## Supplied records
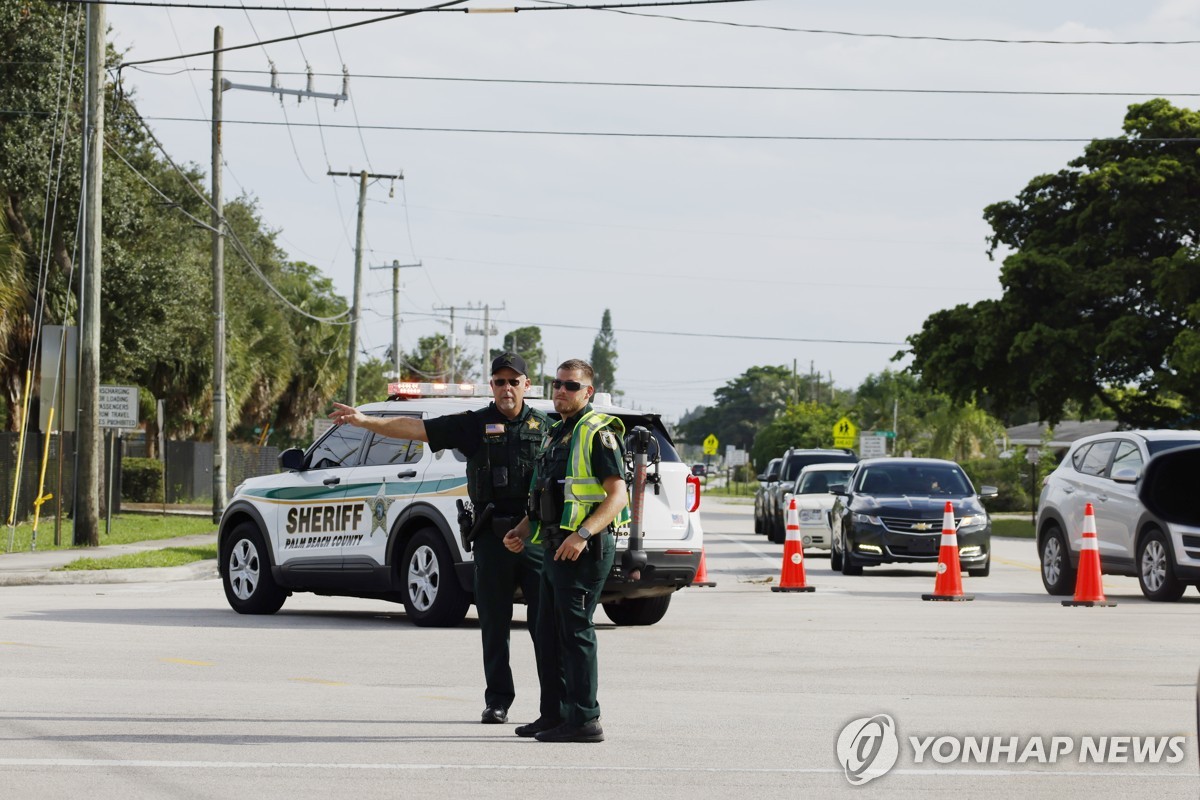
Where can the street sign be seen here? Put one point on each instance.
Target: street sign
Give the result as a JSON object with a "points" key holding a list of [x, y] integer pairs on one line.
{"points": [[119, 407], [871, 444], [845, 434]]}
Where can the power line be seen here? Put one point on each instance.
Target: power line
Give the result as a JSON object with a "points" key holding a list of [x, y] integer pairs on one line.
{"points": [[282, 38], [493, 10], [622, 84], [751, 137], [684, 334]]}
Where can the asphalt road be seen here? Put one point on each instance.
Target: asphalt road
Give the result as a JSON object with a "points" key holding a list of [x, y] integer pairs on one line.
{"points": [[159, 690]]}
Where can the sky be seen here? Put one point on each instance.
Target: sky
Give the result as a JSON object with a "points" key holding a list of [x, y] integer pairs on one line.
{"points": [[714, 254]]}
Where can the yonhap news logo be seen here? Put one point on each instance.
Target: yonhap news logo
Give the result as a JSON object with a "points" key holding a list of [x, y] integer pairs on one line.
{"points": [[868, 747]]}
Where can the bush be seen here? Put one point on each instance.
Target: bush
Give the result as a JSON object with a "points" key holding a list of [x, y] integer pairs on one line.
{"points": [[142, 480]]}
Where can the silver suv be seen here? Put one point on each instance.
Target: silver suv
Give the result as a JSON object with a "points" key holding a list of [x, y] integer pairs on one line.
{"points": [[1103, 469]]}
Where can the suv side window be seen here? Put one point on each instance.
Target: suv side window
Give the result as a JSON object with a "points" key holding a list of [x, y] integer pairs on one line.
{"points": [[1128, 457], [1096, 459], [339, 449]]}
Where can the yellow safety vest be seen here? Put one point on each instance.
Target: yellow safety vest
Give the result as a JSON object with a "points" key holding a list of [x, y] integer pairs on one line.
{"points": [[582, 492]]}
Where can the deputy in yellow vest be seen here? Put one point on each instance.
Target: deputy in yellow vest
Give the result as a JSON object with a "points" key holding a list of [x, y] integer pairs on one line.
{"points": [[577, 505]]}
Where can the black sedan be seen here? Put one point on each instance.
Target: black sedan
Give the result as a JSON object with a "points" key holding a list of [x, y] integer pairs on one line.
{"points": [[892, 510]]}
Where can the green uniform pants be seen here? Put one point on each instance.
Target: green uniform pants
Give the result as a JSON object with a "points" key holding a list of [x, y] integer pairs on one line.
{"points": [[570, 591], [498, 573]]}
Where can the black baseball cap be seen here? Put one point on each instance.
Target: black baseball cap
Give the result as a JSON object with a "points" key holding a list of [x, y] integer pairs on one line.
{"points": [[509, 361]]}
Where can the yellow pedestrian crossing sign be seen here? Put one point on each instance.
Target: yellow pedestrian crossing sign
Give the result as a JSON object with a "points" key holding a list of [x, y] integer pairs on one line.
{"points": [[845, 434]]}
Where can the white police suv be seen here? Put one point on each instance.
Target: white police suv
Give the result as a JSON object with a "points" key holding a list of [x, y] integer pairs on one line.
{"points": [[366, 516]]}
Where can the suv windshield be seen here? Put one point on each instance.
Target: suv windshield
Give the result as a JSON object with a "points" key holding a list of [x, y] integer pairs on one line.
{"points": [[915, 479]]}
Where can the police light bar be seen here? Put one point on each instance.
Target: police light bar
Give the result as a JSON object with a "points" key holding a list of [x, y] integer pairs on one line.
{"points": [[412, 389]]}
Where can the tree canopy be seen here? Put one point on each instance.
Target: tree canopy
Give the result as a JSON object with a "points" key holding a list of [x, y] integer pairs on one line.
{"points": [[1101, 292]]}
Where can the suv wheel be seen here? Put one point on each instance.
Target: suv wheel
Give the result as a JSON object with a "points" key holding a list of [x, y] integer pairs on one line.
{"points": [[849, 566], [432, 595], [1057, 573], [246, 577], [1156, 569], [639, 611]]}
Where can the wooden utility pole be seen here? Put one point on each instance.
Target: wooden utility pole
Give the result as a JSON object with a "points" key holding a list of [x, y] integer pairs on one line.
{"points": [[220, 414], [352, 368], [87, 523]]}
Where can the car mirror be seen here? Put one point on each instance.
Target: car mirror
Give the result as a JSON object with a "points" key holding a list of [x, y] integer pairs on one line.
{"points": [[1126, 475], [292, 458]]}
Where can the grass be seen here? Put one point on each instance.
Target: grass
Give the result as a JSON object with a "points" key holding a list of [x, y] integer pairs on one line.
{"points": [[1013, 528], [166, 557], [126, 528]]}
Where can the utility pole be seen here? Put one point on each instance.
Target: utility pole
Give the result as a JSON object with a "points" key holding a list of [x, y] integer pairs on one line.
{"points": [[220, 408], [454, 355], [486, 330], [352, 370], [395, 266], [220, 415], [87, 524]]}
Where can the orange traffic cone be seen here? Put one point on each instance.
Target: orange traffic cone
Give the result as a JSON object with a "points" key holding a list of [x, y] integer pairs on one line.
{"points": [[791, 578], [1089, 590], [701, 578], [948, 584]]}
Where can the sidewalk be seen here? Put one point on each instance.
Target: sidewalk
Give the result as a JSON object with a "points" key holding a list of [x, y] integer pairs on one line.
{"points": [[25, 569]]}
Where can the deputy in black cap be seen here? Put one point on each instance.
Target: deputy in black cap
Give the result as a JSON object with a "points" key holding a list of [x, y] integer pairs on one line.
{"points": [[501, 443]]}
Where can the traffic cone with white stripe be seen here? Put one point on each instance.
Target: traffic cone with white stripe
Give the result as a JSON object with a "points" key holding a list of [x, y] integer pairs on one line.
{"points": [[1089, 590], [701, 578], [948, 584], [792, 576]]}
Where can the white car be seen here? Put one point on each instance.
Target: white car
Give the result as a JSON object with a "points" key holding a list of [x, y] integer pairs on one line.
{"points": [[1103, 469], [366, 516], [814, 501]]}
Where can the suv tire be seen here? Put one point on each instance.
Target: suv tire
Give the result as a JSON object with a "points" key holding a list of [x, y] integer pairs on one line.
{"points": [[1057, 573], [1156, 569], [639, 611], [246, 576], [849, 566], [431, 593]]}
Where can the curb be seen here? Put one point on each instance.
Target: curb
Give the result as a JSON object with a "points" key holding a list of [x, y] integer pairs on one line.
{"points": [[196, 571]]}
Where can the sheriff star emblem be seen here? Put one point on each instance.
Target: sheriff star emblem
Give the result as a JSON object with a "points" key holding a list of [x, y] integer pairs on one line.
{"points": [[379, 506]]}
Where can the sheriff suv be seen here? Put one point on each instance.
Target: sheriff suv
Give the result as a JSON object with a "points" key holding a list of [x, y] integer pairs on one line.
{"points": [[1103, 469], [366, 516]]}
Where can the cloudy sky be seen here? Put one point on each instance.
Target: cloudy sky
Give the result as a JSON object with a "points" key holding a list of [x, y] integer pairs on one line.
{"points": [[766, 229]]}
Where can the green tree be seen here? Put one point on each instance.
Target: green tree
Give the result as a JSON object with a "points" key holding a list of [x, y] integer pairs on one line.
{"points": [[802, 425], [604, 356], [1102, 290]]}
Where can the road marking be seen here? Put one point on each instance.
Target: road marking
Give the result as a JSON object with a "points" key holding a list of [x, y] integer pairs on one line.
{"points": [[114, 763]]}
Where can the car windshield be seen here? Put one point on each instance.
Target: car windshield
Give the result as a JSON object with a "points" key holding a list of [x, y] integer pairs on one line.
{"points": [[817, 482], [915, 479]]}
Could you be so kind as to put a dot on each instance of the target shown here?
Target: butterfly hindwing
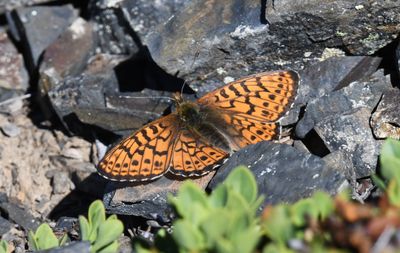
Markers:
(145, 155)
(243, 112)
(193, 156)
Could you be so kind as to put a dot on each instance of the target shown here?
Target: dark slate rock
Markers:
(93, 99)
(5, 226)
(146, 200)
(115, 36)
(333, 74)
(7, 5)
(350, 132)
(68, 55)
(73, 247)
(39, 26)
(283, 173)
(353, 28)
(13, 74)
(144, 16)
(357, 95)
(19, 216)
(385, 121)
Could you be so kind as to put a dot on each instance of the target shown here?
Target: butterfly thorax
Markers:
(196, 118)
(189, 113)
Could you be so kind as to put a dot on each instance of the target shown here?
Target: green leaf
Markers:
(219, 196)
(191, 202)
(63, 240)
(96, 216)
(45, 237)
(237, 202)
(113, 247)
(300, 210)
(112, 217)
(378, 181)
(108, 232)
(393, 192)
(390, 160)
(3, 246)
(33, 245)
(188, 236)
(224, 246)
(276, 248)
(246, 240)
(278, 226)
(215, 226)
(243, 181)
(84, 228)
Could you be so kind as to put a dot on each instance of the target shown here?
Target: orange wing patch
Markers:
(145, 155)
(251, 106)
(264, 96)
(194, 157)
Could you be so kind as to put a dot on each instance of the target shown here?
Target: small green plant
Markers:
(282, 223)
(102, 233)
(44, 238)
(224, 221)
(3, 246)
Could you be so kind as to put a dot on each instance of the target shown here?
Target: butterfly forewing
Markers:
(145, 155)
(250, 107)
(243, 112)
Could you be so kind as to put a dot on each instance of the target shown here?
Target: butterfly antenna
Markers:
(160, 97)
(191, 66)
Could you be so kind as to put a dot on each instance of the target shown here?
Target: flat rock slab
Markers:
(38, 26)
(19, 216)
(146, 200)
(283, 173)
(385, 121)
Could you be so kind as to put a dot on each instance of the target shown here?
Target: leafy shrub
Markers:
(390, 170)
(44, 238)
(224, 221)
(102, 233)
(3, 246)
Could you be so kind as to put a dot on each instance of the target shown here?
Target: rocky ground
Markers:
(71, 74)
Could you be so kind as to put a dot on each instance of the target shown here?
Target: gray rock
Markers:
(61, 183)
(385, 121)
(234, 38)
(77, 246)
(5, 226)
(11, 130)
(94, 99)
(333, 74)
(68, 55)
(115, 36)
(7, 5)
(357, 95)
(39, 26)
(19, 216)
(350, 132)
(13, 74)
(283, 173)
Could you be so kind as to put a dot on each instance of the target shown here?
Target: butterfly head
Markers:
(187, 111)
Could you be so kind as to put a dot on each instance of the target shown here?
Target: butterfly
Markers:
(198, 136)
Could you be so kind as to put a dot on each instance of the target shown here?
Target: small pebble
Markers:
(11, 130)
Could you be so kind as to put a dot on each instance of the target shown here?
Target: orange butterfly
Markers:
(199, 135)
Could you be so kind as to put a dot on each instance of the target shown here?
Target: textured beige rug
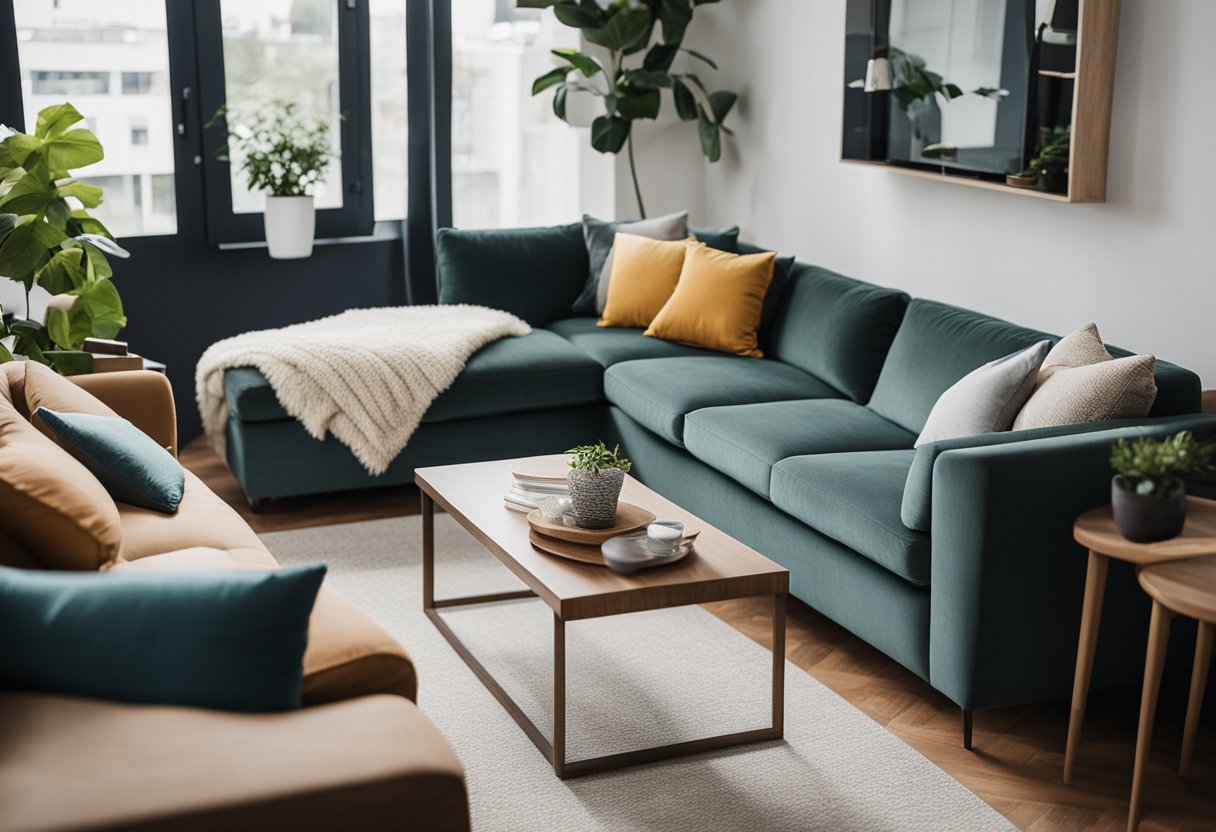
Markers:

## Work task
Find the word "utility" in the listing above. Copy each line where it appears.

## Result
Where can the wooden utility pole be seen here? Put one point on each instance.
Target: wooden utility pole
Where can the utility pole be seen here? Put one point on each instance.
Target: utility pole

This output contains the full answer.